What the exercise asks: From the line containing "Practice step: locate the beaded" to the final line of the entries, every line is to be reproduced exactly; no other line belongs in the output.

Data extracts:
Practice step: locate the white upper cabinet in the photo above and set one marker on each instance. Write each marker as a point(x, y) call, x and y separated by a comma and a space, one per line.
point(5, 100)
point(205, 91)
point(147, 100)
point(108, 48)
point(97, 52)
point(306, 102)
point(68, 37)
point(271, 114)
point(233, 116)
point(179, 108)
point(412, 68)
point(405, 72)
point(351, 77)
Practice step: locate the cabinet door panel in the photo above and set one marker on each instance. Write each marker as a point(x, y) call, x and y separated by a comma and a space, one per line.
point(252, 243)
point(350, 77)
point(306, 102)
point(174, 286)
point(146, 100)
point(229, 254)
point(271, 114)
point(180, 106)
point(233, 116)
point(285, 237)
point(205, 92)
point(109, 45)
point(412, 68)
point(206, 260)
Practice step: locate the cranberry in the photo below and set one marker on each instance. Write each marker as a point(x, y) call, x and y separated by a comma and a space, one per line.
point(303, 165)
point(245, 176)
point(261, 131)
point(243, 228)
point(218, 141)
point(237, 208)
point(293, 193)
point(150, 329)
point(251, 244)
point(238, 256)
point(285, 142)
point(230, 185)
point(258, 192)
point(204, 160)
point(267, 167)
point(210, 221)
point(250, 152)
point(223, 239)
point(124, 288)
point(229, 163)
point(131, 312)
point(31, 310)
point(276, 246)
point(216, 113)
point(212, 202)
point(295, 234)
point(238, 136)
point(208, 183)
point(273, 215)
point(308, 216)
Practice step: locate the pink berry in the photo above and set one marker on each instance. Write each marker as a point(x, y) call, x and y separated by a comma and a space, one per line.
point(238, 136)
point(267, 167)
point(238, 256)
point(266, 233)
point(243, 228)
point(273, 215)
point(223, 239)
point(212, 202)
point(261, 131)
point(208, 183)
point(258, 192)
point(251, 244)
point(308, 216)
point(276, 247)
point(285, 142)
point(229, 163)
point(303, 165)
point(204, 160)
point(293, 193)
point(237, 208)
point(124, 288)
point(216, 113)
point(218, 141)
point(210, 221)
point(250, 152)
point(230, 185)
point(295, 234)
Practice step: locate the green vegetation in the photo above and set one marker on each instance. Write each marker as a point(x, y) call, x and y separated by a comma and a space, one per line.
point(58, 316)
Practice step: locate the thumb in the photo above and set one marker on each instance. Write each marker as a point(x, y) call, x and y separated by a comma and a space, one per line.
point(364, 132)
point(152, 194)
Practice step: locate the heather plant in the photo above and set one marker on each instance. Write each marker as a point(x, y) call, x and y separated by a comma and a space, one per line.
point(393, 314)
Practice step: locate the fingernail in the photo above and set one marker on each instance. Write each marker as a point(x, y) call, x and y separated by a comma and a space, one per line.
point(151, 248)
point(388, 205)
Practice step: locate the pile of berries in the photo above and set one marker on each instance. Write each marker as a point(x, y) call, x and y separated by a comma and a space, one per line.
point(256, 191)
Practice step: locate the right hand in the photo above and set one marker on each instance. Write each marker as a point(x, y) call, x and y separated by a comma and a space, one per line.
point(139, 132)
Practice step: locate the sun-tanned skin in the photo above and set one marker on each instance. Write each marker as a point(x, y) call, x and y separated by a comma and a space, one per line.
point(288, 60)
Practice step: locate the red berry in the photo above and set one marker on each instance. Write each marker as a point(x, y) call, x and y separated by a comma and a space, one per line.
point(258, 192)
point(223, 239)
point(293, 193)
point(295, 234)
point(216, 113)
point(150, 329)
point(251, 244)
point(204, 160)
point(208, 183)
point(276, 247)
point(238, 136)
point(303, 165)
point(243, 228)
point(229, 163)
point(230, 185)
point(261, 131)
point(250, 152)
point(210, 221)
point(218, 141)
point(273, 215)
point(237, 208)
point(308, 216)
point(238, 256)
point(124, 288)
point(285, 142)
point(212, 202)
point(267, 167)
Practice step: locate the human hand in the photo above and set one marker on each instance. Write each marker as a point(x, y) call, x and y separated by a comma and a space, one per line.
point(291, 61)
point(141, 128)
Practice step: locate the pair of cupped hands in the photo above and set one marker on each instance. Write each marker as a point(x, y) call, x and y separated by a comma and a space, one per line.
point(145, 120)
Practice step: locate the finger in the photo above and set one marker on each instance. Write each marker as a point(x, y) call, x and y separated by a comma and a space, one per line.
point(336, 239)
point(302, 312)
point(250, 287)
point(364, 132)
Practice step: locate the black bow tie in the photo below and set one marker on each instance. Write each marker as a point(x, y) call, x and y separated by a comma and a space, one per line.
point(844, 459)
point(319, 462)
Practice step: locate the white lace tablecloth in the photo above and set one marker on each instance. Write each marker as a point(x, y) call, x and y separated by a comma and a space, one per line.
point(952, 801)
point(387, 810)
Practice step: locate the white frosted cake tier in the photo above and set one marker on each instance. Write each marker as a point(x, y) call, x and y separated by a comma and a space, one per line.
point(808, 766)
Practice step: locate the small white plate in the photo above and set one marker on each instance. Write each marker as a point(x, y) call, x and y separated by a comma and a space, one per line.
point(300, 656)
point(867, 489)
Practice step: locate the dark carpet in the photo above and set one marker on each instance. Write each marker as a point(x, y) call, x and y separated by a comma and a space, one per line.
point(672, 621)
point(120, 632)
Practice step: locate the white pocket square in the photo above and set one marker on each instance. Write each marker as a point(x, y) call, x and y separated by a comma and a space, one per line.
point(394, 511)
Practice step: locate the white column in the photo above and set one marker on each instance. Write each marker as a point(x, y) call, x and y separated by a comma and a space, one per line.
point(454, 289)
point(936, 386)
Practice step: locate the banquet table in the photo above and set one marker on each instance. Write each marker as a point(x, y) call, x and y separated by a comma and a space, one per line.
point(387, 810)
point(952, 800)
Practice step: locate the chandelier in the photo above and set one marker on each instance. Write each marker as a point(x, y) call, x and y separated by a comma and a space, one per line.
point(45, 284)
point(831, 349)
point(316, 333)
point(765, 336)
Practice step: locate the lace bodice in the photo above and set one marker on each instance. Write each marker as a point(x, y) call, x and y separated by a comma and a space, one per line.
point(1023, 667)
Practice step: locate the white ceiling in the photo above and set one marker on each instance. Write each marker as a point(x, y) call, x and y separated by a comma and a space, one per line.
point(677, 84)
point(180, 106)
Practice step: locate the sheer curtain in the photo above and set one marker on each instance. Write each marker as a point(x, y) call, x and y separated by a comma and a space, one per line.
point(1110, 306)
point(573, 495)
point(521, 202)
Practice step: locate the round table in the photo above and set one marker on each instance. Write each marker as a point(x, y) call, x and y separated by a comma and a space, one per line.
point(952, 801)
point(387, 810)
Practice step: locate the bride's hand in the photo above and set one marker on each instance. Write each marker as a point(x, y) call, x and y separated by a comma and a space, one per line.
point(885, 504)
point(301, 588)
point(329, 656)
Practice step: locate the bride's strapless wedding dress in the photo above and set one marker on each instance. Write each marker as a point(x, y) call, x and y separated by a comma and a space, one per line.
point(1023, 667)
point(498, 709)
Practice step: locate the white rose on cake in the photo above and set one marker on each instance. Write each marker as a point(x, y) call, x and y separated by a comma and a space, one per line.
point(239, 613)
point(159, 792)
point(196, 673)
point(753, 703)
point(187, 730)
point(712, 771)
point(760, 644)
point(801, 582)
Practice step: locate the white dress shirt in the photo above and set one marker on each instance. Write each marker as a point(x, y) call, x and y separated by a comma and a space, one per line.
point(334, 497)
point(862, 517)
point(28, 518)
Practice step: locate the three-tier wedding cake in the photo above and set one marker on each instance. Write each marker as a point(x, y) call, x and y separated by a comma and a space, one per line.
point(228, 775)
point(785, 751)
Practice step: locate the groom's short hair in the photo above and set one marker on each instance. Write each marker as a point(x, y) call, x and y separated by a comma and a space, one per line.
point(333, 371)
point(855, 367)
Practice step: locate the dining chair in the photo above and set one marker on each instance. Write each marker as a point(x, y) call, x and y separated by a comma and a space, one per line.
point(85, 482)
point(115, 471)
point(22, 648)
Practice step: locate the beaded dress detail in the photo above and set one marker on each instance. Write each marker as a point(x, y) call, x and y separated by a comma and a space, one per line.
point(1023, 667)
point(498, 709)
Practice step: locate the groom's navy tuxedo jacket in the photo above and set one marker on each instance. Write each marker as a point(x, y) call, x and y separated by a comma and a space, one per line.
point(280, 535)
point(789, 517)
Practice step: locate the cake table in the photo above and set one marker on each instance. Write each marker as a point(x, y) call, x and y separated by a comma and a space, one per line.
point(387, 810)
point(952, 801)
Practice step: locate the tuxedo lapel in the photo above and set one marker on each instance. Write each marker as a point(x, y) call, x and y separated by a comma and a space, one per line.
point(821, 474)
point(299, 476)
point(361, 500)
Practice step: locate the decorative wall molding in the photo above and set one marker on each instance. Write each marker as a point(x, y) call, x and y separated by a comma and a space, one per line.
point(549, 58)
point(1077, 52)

Your solution:
Practice step: locate the beaded dress detail in the photo above and set one marker on each instance. Write each marker as a point(x, y) call, x and y separated by a comma and a space, one per line.
point(1023, 667)
point(498, 709)
Practice step: locate the groom's navy tuxedo jacket in the photo above and set one marker on each instance. Write each marker as a point(x, y) call, x and y separated by a comma and a space, one per line.
point(280, 535)
point(789, 517)
Practice step: locate the cake table in the photo above and set one marker on each instance. Write each marker as a point(x, y) call, x and y separated by a comma and a space, one per line.
point(387, 810)
point(952, 801)
Practice step: locate the tuxedo lapel in the photo above and set one marker on each instance. Write each marker as a point(x, y) call, x and y separated by a comma and a space, one per line.
point(821, 474)
point(299, 476)
point(361, 500)
Practice step: locate the decorative wall molding in the photo above and set one marker on each instance. Write each marker as a point(x, y) call, x and y separated by a comma and a space, one per line.
point(549, 58)
point(1077, 52)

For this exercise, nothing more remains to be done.